Each line from the one containing "Target: red sky" through the final line of the records is to be repeated exactly, with no additions.

Material supplied.
------------------------------
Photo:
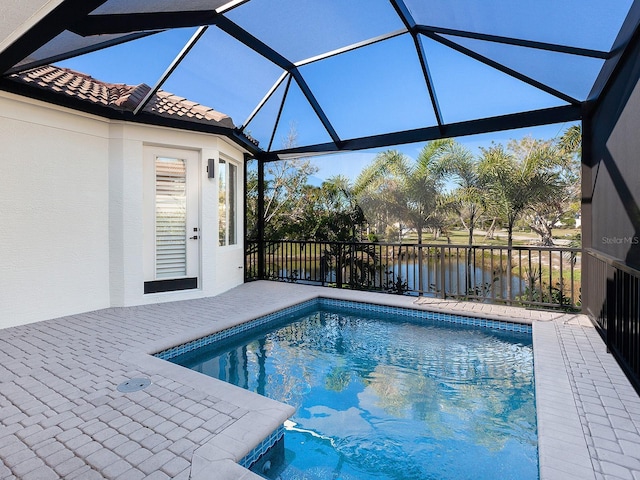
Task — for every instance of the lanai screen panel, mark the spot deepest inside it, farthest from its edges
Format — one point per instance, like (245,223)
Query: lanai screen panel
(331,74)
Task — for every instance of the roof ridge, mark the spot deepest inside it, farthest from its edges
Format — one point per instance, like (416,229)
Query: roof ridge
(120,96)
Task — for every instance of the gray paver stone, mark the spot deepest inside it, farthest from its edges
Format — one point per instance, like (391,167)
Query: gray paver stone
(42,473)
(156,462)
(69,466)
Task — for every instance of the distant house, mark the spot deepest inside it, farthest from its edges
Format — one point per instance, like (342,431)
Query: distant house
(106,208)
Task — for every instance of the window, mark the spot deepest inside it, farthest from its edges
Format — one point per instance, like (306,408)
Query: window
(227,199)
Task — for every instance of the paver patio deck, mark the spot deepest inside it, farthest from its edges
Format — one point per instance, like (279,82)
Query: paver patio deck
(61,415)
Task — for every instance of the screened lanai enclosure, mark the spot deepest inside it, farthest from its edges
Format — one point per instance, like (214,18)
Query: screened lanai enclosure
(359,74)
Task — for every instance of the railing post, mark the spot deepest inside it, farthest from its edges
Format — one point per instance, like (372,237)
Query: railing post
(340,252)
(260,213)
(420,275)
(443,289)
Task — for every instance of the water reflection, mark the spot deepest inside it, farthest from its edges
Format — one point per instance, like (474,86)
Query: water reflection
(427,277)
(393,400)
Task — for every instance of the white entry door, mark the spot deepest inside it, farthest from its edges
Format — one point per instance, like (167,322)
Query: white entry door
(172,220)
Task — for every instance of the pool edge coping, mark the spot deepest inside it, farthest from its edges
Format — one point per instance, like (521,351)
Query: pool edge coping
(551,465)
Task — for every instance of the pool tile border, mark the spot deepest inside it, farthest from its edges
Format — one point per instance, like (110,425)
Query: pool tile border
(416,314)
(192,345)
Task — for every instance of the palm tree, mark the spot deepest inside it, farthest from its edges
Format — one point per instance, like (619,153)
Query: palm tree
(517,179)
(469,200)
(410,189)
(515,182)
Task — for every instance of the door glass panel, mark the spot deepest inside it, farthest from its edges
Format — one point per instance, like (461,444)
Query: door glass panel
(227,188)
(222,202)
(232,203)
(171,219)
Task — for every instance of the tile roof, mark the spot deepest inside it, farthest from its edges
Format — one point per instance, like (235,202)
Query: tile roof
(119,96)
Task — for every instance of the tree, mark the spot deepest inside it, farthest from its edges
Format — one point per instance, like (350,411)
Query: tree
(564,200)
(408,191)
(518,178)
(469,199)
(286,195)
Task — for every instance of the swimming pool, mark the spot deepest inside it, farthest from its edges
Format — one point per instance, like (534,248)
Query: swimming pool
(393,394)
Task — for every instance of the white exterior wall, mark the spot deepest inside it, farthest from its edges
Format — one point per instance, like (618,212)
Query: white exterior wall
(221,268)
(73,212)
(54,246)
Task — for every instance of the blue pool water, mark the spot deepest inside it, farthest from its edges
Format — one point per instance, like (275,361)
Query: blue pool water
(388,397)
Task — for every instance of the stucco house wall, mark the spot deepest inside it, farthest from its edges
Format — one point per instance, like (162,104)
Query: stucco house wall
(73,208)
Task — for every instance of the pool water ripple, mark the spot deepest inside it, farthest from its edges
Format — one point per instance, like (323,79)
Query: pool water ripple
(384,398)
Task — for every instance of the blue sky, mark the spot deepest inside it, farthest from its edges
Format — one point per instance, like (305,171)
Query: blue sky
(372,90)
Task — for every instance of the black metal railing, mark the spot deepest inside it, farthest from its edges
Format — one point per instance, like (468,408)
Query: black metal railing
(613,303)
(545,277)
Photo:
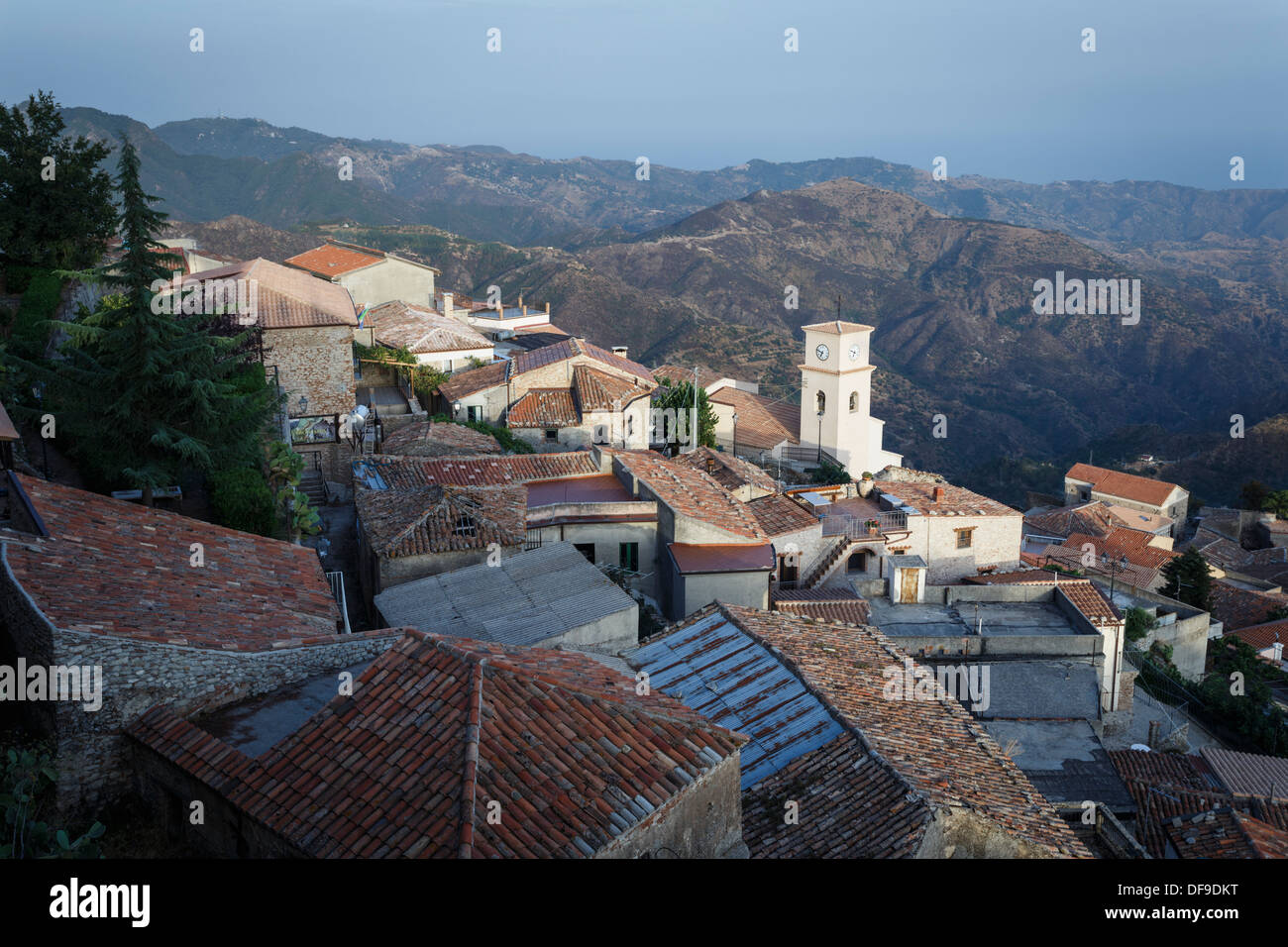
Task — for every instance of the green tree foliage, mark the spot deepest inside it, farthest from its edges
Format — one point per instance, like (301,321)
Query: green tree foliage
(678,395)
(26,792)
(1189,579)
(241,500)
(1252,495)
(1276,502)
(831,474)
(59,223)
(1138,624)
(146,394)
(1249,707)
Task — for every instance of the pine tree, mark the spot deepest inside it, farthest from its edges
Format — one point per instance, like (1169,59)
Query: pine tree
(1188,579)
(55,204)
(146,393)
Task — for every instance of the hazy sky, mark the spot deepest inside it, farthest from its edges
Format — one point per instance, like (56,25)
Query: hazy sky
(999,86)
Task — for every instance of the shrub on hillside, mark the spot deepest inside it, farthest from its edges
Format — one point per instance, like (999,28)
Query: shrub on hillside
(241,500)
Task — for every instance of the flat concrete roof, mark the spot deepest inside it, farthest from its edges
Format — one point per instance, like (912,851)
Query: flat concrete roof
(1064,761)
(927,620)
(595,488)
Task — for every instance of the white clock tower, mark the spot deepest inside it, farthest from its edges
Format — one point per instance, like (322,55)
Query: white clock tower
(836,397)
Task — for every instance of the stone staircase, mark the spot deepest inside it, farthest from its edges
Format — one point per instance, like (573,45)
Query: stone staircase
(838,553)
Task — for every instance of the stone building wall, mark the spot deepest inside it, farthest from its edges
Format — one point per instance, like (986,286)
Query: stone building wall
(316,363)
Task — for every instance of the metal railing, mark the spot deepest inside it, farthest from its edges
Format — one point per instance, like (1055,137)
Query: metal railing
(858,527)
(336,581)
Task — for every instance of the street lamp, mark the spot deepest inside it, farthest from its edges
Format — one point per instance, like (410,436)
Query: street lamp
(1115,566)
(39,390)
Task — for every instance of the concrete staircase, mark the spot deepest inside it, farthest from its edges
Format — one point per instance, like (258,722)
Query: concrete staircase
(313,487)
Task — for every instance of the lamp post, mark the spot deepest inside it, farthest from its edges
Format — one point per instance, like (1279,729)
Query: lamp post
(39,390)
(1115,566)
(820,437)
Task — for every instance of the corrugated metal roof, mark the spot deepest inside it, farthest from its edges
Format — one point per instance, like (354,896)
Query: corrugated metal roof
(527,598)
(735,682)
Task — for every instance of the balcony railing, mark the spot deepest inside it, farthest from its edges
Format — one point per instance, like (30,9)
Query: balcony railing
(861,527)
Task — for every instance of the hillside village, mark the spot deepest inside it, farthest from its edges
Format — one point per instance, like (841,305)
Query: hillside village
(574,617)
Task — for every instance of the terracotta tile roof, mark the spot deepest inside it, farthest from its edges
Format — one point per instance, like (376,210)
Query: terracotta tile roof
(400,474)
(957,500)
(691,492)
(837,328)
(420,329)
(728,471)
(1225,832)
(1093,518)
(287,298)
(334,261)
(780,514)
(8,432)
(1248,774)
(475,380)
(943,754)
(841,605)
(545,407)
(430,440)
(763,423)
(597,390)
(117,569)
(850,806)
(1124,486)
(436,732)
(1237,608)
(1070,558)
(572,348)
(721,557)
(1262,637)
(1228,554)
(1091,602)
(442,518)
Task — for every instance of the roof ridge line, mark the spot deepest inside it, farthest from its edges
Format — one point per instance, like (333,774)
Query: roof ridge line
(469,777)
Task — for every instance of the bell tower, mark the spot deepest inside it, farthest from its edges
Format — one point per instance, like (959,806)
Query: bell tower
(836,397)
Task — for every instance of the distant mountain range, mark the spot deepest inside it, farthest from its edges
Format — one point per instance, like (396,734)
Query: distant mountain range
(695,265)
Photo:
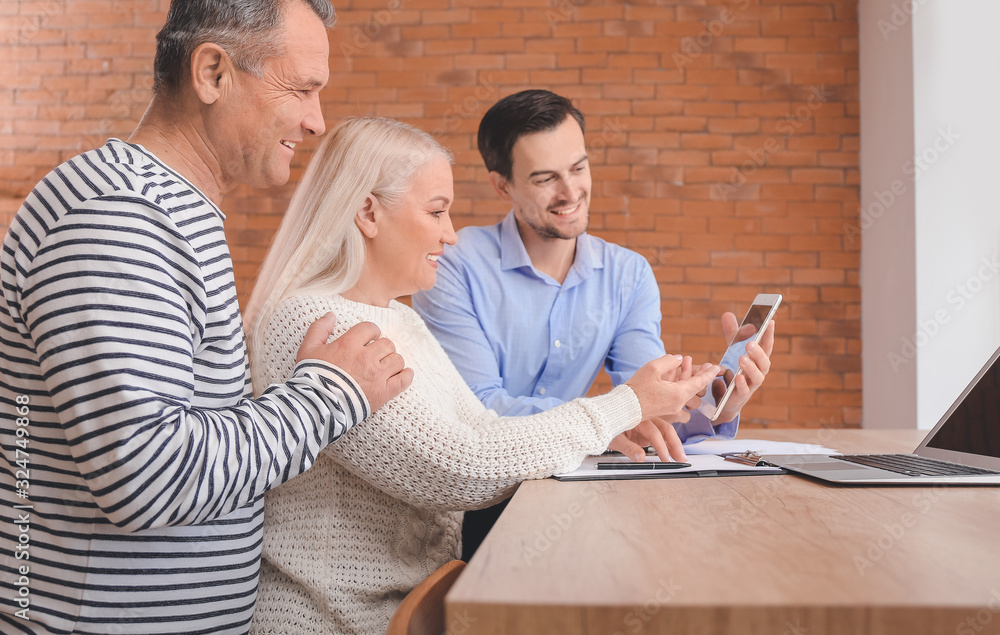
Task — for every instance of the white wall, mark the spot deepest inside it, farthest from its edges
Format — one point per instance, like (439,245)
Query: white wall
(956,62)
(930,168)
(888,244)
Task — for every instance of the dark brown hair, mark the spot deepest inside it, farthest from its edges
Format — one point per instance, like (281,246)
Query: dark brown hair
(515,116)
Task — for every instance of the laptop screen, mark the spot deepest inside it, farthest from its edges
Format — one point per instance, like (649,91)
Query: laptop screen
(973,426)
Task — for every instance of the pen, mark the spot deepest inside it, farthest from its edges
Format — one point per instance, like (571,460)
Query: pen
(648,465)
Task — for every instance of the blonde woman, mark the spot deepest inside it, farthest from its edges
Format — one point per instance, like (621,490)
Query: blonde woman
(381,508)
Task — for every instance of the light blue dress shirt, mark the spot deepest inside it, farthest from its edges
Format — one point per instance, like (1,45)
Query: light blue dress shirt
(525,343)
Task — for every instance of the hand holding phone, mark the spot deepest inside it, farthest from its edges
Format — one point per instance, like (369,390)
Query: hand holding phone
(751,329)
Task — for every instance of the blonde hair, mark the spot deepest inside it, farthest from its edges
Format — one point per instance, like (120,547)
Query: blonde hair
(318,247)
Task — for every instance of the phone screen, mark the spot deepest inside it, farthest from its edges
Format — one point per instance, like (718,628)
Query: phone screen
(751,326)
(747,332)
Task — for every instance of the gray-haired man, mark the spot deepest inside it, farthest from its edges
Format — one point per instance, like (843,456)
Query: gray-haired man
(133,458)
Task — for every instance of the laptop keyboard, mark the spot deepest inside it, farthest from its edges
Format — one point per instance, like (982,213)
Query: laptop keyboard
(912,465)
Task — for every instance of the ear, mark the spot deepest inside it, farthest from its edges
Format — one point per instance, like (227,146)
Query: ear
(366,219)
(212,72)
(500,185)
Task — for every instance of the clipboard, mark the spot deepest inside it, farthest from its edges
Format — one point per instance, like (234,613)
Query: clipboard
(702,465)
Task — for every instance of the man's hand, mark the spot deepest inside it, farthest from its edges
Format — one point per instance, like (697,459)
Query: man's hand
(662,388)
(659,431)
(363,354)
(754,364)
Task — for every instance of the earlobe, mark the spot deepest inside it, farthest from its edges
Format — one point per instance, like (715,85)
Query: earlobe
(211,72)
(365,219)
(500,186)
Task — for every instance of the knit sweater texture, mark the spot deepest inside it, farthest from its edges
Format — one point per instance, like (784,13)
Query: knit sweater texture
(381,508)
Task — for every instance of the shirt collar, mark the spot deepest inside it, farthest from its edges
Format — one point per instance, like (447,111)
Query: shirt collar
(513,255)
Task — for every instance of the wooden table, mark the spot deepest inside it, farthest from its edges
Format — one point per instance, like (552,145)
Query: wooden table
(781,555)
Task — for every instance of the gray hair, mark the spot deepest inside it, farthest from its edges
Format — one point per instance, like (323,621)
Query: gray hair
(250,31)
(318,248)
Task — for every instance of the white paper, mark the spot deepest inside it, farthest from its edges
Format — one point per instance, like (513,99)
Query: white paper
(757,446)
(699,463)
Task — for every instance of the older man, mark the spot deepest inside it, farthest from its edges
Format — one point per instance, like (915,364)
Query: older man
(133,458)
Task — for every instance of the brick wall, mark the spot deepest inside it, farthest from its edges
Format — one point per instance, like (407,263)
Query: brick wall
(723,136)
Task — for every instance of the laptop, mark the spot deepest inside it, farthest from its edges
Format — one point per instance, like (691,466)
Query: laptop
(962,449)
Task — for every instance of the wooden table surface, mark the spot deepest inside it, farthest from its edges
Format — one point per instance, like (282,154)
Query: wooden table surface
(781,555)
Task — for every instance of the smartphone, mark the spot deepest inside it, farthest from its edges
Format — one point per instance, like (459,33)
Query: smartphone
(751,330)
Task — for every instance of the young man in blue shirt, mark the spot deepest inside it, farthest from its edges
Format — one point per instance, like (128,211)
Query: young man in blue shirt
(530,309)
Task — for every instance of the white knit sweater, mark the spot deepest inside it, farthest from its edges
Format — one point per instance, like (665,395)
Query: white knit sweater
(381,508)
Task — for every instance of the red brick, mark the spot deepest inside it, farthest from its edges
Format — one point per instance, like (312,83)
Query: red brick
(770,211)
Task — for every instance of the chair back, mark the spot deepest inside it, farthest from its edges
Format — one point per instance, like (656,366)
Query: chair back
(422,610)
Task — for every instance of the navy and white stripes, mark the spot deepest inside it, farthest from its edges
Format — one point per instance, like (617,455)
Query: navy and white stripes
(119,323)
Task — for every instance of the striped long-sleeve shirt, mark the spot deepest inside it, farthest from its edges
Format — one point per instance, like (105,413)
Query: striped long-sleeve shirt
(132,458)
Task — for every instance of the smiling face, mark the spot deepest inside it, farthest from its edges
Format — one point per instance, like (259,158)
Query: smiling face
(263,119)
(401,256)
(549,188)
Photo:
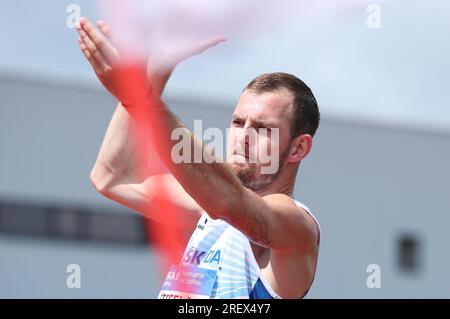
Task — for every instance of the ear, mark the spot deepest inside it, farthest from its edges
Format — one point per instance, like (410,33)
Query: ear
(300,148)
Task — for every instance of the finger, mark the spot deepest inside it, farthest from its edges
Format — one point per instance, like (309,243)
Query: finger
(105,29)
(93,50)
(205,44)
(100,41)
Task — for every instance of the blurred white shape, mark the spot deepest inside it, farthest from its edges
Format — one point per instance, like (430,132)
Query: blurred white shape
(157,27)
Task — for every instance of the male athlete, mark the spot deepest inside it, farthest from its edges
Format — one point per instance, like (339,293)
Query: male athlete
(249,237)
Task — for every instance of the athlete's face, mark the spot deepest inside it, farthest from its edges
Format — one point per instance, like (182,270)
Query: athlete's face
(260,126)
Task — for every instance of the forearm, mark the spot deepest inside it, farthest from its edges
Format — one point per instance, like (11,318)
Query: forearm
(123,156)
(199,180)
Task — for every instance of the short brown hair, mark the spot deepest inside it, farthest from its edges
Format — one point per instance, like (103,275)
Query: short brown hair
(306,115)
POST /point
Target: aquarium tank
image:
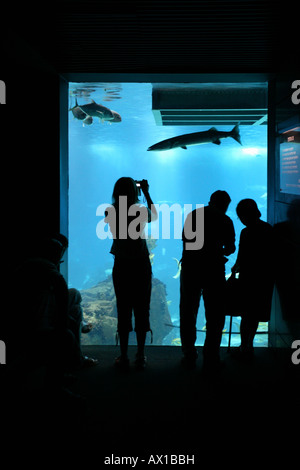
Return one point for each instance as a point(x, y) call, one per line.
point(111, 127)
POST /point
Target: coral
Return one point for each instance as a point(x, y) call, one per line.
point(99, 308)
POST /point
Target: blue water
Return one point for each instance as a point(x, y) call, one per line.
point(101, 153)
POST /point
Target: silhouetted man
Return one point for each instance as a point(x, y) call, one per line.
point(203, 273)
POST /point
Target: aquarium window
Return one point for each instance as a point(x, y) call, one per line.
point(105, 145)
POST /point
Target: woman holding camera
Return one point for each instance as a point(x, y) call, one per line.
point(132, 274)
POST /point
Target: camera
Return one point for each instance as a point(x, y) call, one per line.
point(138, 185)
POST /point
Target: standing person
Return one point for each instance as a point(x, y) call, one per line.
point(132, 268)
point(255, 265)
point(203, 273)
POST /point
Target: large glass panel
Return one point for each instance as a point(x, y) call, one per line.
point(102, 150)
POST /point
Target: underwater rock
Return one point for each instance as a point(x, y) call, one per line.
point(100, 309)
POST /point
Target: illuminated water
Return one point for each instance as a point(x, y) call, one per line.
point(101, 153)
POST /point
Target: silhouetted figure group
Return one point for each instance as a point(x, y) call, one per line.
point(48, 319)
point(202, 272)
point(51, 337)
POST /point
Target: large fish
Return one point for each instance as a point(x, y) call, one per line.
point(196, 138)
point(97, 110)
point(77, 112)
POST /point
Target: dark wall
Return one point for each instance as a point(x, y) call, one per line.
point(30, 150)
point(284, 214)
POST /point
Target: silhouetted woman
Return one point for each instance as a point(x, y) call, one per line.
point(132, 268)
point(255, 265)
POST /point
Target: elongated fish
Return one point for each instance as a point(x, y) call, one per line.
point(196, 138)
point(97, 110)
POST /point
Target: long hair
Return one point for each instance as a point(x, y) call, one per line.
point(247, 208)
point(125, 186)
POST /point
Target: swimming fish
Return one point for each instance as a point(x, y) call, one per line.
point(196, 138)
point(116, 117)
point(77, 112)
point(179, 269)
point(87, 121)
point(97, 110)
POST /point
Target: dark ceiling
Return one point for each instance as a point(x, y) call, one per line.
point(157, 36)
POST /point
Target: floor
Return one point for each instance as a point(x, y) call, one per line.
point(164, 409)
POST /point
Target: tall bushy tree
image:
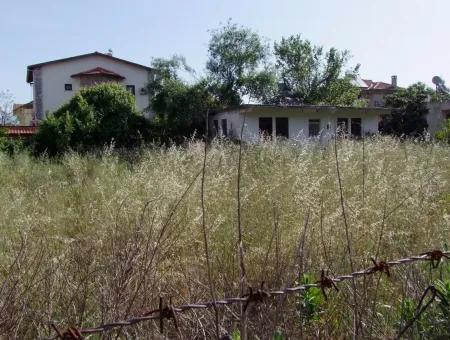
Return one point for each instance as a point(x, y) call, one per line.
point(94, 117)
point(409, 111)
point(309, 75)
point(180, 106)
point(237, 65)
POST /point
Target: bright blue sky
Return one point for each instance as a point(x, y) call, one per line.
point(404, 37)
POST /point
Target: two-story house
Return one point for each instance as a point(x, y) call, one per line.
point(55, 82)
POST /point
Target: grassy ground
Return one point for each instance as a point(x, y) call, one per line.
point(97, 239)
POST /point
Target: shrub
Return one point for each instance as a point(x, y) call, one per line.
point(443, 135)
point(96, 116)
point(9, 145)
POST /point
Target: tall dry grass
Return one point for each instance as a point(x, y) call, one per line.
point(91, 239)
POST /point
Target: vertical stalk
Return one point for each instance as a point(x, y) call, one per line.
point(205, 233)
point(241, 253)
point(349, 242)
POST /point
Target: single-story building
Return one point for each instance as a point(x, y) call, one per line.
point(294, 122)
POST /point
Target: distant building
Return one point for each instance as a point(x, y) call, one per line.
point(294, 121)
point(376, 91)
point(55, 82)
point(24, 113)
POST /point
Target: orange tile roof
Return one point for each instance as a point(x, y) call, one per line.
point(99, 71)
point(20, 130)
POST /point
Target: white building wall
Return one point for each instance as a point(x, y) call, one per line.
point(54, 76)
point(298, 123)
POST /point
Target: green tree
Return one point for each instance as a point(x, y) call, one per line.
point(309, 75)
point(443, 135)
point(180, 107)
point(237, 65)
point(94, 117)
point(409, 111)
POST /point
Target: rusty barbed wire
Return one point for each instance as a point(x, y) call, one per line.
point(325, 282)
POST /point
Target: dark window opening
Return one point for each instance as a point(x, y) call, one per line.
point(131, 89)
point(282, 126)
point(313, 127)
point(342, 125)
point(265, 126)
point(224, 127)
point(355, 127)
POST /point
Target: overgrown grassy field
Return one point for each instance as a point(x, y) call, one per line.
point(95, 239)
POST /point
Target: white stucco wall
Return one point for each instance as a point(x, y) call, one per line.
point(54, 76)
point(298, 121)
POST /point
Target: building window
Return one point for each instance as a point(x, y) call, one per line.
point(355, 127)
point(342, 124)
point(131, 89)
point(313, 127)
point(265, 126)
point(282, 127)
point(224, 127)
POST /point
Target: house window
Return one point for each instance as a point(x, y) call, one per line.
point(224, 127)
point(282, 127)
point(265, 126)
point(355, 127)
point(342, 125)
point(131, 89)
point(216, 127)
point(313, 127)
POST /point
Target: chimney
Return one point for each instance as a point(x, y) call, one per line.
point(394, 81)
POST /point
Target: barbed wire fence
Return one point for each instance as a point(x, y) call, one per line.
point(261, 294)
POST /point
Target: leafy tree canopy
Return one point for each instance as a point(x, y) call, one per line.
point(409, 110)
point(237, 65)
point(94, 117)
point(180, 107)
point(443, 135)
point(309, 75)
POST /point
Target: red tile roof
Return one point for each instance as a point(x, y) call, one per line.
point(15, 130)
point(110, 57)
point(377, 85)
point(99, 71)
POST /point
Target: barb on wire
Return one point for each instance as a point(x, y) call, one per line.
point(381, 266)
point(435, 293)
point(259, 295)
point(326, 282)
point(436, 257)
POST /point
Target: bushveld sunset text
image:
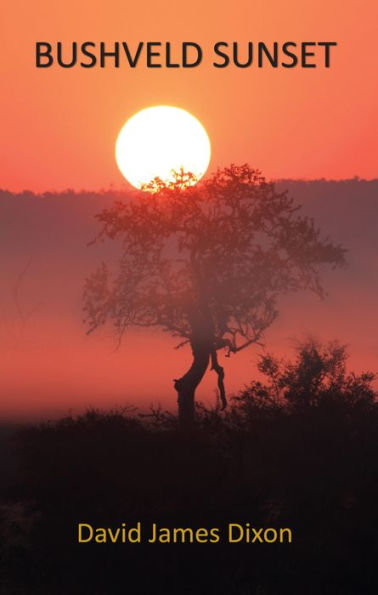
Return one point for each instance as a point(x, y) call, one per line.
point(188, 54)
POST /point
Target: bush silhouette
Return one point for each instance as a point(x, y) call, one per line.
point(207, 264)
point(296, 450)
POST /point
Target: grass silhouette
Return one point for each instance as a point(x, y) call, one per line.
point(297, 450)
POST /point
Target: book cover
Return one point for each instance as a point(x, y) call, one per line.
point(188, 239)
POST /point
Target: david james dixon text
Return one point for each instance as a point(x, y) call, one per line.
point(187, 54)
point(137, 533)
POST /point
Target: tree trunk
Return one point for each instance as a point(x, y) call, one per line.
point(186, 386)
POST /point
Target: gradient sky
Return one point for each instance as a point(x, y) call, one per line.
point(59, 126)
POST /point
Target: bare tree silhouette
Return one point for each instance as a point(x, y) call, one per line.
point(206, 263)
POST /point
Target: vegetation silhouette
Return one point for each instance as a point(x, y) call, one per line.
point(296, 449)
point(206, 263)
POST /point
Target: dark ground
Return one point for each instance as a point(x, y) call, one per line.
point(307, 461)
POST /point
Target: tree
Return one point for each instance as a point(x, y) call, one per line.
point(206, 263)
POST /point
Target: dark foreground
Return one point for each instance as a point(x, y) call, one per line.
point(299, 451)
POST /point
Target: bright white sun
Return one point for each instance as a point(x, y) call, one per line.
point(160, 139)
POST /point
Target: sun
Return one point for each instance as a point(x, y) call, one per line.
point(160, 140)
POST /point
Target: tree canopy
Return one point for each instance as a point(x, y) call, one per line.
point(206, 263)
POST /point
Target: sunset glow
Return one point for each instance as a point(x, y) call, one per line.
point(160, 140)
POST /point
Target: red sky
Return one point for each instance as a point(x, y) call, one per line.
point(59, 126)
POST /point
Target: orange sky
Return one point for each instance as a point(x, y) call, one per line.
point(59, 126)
------------------------------
Exercise result.
Target: red sky
Return one point for each instance as a point(x, y) call, one per line.
point(59, 126)
POST /point
Target: orange sky
Return one point for each instance as a point(x, y) call, one per line.
point(59, 126)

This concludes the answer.